> [Work order 1]: In the passage on turbine monitoring, what makes it usually impossible for an operating person to analyze the sensor data effectively?
> [Work order 2]: In the passage on turbine monitoring, rewrite the paragraph beginning "Model-based information interpretation" as a short bulleted list that keeps its main facts.

Steam and gas turbines are complex technical systems that have a multiplicity of (e.g. several hundred) sensors, each of which possibly provides a plurality of measured values per second.
For the purpose of monitoring and controlling the turbine, the data obtained from the sensors are processed, analyzed and interpreted. It is thus possible to identify deviations from a prescribed normal state as early as possible and if need be to prevent damage to and/or failure of the turbine.
In this case, the volume of data and the complexity of possible dependencies between the data are usually far too great for effective analysis of the data by an operating person to be possible.
Model-based information interpretation (and the application thereof within the framework of model-based diagnosis) is becoming increasingly important. In this context, model-based methods have the advantage of an explicit and comprehensible description of the domain (e.g. of the technical system requiring a diagnosis). Such an explicit model can be examined and understood, which promotes acceptance by the user, particularly in respect of a diagnosis or an interpretation result. In addition, the models can be customized for new machines, extended by new domain knowledge and, depending on the type of presentation, even checked for correctness with reasonable effort. It is also possible to use a vocabulary of the model for man-machine interaction and hence for implementing an interactive interpretation process.

> [Provided information]:
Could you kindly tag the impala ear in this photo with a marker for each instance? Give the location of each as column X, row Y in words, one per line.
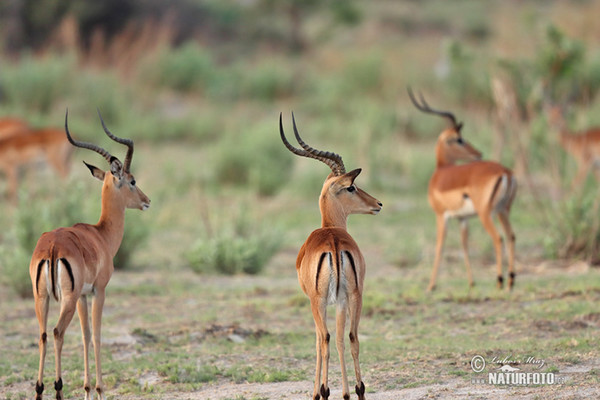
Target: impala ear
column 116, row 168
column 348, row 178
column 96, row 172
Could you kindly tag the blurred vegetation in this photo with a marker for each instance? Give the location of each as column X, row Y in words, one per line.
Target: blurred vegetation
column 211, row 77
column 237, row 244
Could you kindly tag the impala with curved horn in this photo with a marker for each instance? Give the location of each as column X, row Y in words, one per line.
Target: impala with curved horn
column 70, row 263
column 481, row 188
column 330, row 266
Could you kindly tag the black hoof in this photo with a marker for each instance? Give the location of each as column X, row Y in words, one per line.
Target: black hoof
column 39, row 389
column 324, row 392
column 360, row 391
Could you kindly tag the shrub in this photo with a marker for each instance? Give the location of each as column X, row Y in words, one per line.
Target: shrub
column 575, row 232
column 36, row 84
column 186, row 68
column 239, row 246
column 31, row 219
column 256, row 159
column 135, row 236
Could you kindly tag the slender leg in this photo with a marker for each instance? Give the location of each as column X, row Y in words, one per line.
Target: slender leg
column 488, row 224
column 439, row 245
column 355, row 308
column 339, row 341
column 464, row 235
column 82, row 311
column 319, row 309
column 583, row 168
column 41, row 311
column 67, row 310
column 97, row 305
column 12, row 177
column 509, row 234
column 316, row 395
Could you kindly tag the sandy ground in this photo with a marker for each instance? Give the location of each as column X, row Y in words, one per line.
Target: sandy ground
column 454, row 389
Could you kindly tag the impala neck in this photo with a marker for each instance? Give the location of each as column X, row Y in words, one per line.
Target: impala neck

> [Exercise result 1]: The volume of data and the complexity of possible dependencies between the data are usually far too great.

> [Exercise result 2]:
- Model-based information interpretation, including its use in model-based diagnosis, is becoming increasingly important.
- Model-based methods give an explicit, comprehensible description of the domain, such as the technical system being diagnosed.
- An explicit model can be examined and understood, which promotes user acceptance of a diagnosis or interpretation result.
- Models can be customized for new machines and extended with new domain knowledge. Depending on how they are presented, they can even be checked for correctness with reasonable effort.
- The model's vocabulary can be used for man-machine interaction, making an interactive interpretation process possible.